*** Opening Passage to read ***
Jamie Bell met notorious former neo-Nazi on the day of Charlottesville rally tragedy

   2019-07-24 21:07

Actor Jamie Bell had a strange first meeting with reformed neo-Nazi leader Byron Widner, as he prepared to portray him, because it took place on the same day a white supremacist drove into a crowd of anti-racism protesters.

Bell was already nervous about coming face to face with one of America’s most violent men when 20-year-old James Alex Fields Jr., mowed down activists in Charlottesville, Virginia, killing Heather Heyer.



“The first time I spoke to Bryon was the day the white supremacist rally in Charlottesville took place, which was extremely odd,” Bell tells WENN. “He was very shaken by those events because Daryle Jenkins, the activist who had helped him escape the hate group, was in Virginia and Bryon hadn’t heard from him, so he was quite concerned for his well-being.

“Thankfully Daryle was fine in the end, but seeing how worried Bryon was about his missing friend made me feel like he might actually be a good guy.”

Bell spent a week with the once-heavily tattooed Vinlanders Social Club founder and admits hearing his story was “difficult at times”.

“Some things he was willing to talk about in great detail; other things he wasn’t,” Jamie explains. “I felt the need to literally see his skin for myself. I had to look at his hands and face to see if there was any ink left there.

“If you didn’t know that this man had been through two years of surgery to remove his tattoos, you’d never believe that he had them in the first place. It was a remarkable thing.”

Widner, who now lives in witness protection, had all his hate-themed tattoos removed from his face. The painful process was documented in the film Erasing Hate.

Bell portrays the former neo-Nazi in Guy Nattiv’s new film Skin.
*** Closing Passage to read ***
*** Opening Supplied data ***
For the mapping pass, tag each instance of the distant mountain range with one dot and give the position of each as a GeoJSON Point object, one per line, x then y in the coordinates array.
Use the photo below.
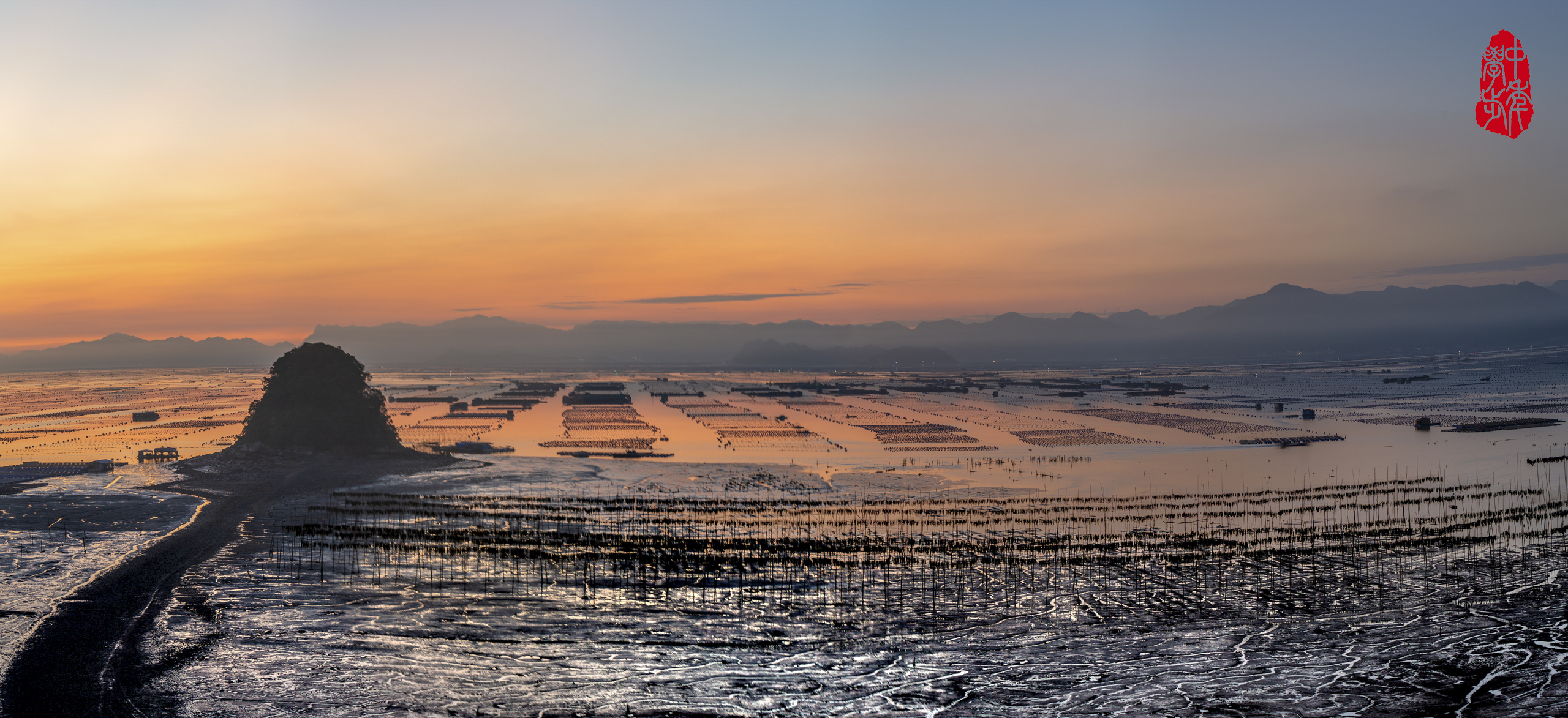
{"type": "Point", "coordinates": [1283, 322]}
*** Closing Supplied data ***
◆ **Questions on the material**
1. In the Jamie Bell article, give the passage from "Jamie Bell met" up to and including "killing Heather Heyer." again, with "neo-Nazi" changed to "white supremacist".
2. Turn the paragraph of the Jamie Bell article that begins "Some things he was willing to talk about" into a short list that keeps its main facts.

◆ **Numbered answers**
1.
Jamie Bell met notorious former white supremacist on the day of Charlottesville rally tragedy

   2019-07-24 21:07

Actor Jamie Bell had a strange first meeting with reformed white supremacist leader Byron Widner, as he prepared to portray him, because it took place on the same day a white supremacist drove into a crowd of anti-racism protesters.

Bell was already nervous about coming face to face with one of America’s most violent men when 20-year-old James Alex Fields Jr., mowed down activists in Charlottesville, Virginia, killing Heather Heyer.

2.
- Widner talked about some things in great detail but would not discuss others.
- Bell felt he needed to see Widner's skin for himself.
- Bell looked at Widner's hands and face to check for any remaining ink.